------ PROVIDED DATA ------
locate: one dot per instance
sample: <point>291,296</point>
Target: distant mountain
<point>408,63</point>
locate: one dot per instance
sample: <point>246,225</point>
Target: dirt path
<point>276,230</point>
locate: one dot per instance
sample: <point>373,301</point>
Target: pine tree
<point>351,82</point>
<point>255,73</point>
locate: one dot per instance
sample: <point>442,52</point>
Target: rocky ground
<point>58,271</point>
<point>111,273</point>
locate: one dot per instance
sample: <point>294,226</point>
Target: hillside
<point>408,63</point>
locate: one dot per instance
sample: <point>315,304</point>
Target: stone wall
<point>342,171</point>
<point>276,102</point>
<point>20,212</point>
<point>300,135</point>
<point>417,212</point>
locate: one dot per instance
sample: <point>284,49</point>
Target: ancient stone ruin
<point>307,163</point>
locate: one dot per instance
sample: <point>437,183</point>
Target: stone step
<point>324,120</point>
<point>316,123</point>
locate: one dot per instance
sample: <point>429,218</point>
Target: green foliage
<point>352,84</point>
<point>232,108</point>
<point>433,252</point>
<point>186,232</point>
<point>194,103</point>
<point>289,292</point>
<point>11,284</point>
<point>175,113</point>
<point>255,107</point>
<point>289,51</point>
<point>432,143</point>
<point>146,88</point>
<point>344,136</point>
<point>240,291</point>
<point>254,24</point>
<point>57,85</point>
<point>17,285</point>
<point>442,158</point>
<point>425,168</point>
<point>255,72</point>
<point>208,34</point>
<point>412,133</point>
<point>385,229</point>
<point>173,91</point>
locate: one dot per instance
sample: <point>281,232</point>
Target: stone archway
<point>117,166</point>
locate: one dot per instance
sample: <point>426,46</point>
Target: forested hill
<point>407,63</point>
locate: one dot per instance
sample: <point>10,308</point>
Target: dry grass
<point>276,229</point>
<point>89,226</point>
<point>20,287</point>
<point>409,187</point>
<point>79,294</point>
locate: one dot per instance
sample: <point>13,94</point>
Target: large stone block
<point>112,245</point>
------
◆ EXERCISE PROMPT:
Identify each line in the records above that contains the string "stone", and copy every such line in full. The match is case-sensitive.

◆ EXERCISE RESULT:
Target: stone wall
Target: ancient stone ruin
Target: stone step
Target: stone archway
Target: large stone block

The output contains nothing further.